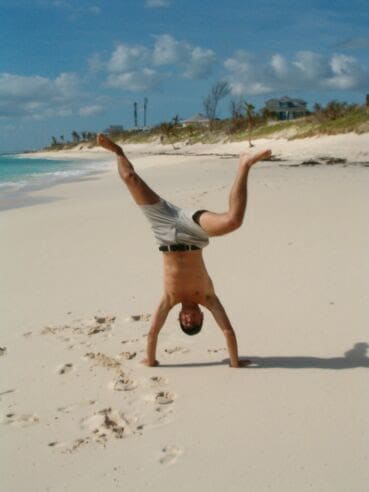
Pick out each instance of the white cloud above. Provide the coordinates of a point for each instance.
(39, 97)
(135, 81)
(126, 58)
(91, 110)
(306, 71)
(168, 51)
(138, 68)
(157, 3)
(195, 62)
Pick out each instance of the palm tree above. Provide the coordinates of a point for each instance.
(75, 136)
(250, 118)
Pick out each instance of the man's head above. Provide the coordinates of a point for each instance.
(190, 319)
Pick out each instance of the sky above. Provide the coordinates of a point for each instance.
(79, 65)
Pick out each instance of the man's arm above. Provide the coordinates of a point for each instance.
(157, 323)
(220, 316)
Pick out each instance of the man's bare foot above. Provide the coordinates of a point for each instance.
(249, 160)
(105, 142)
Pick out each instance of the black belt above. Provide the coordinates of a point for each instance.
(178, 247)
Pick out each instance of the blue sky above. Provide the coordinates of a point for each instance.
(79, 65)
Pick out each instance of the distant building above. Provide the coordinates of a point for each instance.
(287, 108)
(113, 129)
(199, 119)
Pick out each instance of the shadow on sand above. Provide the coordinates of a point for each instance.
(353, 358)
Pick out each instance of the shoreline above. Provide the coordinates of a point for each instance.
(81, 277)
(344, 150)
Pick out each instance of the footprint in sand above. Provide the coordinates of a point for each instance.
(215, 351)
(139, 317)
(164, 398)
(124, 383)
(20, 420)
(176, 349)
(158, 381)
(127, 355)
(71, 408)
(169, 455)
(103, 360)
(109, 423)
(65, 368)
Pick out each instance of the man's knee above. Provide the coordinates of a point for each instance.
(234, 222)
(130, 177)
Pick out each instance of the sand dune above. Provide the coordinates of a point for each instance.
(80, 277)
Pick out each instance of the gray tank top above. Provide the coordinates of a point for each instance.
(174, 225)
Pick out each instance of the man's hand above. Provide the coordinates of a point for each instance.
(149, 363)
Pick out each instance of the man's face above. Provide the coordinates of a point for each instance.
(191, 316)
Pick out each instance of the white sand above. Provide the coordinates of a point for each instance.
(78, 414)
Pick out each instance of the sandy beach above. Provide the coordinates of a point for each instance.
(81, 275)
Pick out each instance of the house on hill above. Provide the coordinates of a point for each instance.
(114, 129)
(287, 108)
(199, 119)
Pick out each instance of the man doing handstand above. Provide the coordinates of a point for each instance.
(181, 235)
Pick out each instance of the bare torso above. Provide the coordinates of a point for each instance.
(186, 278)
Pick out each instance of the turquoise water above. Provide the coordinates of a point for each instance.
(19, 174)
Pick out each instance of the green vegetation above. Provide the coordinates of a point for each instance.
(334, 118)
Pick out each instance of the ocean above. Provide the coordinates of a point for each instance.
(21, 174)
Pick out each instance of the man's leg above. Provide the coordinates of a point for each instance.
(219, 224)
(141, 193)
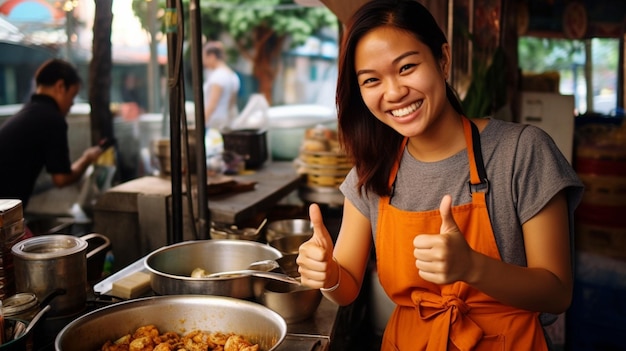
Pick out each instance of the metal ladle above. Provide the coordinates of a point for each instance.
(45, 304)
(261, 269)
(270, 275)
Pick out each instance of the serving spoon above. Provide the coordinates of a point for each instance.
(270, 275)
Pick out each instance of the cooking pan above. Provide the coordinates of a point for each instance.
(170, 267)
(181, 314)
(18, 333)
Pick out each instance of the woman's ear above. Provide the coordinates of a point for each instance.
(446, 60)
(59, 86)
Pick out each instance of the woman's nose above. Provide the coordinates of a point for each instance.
....................
* Assigned task
Omit the pictures and restate the rest of the records verbatim.

* Response box
Pick out each instance of the white cloud above. Provide the coordinates of a point for each instance.
(39, 97)
(135, 81)
(126, 58)
(91, 110)
(306, 71)
(168, 51)
(138, 68)
(157, 3)
(195, 62)
Pick out each instance of the palm tree above. Provide the coordinates of a point for each instance.
(75, 136)
(250, 118)
Pick out each instance of the man's head above. Provide the coordinates of a point for each instance.
(190, 319)
Pick out each instance of the sky above. Provide the coordinates of a point for each instance.
(79, 65)
Pick out each instance of the man's arm above. Provide the coordinates of a point for each instance.
(157, 323)
(220, 316)
Pick out each instance of the man's bare foot above. Provide the coordinates of a point for each instance.
(249, 160)
(105, 142)
Pick out each instance of the black belt above. Provide the coordinates of a point for each instance.
(178, 247)
Pick out each instance of the blue sky above. Provide the coordinates of a point for each instance.
(79, 65)
Pick out each instance of the distant building above. Provide the coordinates of a point for each instance.
(287, 108)
(113, 129)
(199, 119)
Pick out each instance of the shadow on sand above. Provide the coordinates of a point for each instance.
(353, 358)
Pick out each instance of the shoreline above. Provide the coordinates of a point for each instance.
(81, 277)
(344, 150)
Pick out each instance of the footprint in sand above. Provide the coordinates of a point for each instance.
(215, 351)
(139, 317)
(164, 398)
(124, 383)
(20, 420)
(176, 349)
(158, 381)
(127, 355)
(71, 408)
(169, 455)
(103, 360)
(109, 423)
(65, 368)
Pick out each instance of the man's knee above. Provide the coordinates of a point for each instance.
(234, 222)
(130, 177)
Pick out each instance of the sand dune above. Provide the coordinates of a point for each instance.
(80, 277)
Pick out each instance of the gray tank top above. Provide the coordinates of a point for each instance.
(174, 225)
Pick out each instance of the man's hand above. Provide the coordinates of a point for each instance.
(149, 363)
Pick out each instance of the man's face above. Provide the coordinates of a point for each instance.
(191, 316)
Pick out each instance of the white sand above. Provide the coordinates of a point for each instance.
(78, 414)
Pick out each instance of the sandy beach above. Provide the coordinates of a point for each instance.
(81, 275)
Pick out each instance of the house on hill above. Provide the coordinates of a point for each instance.
(114, 129)
(287, 108)
(199, 119)
Pick out each instance of the man doing handstand above. Provide the coordinates of a point for each instance.
(181, 235)
Pick out each instance of the bare torso above. Provide the coordinates of a point for each instance.
(186, 278)
Pick out each instance of the turquoise water above. Provide the coordinates of a point for each instance.
(19, 174)
Pick out each instance of the green vegetation above. Provide the coordinates of a point for each instance.
(334, 118)
Pick out each instance of the ocean above. Provide the coordinates of a point for each instance.
(21, 174)
Pick out each instance of the man's leg above. Provide the coordinates of a point for each instance.
(219, 224)
(141, 193)
Pick out each instance of the metal ladle above. Provide the coordinates of a point for each instance.
(45, 304)
(261, 269)
(270, 275)
Pick out each instance of the serving spoon above. Provide the coordinates of a point for each instance.
(270, 275)
Pick out each instance of the cooking pan above. Provide the coordinates of a point for each instance.
(170, 267)
(181, 314)
(18, 333)
Pick out each instance of the woman's ear above. Provide the coordinates of a point for each instance.
(446, 60)
(59, 86)
Pick out each instance of the woman's nose above. Provide the coordinates of a point for each instance.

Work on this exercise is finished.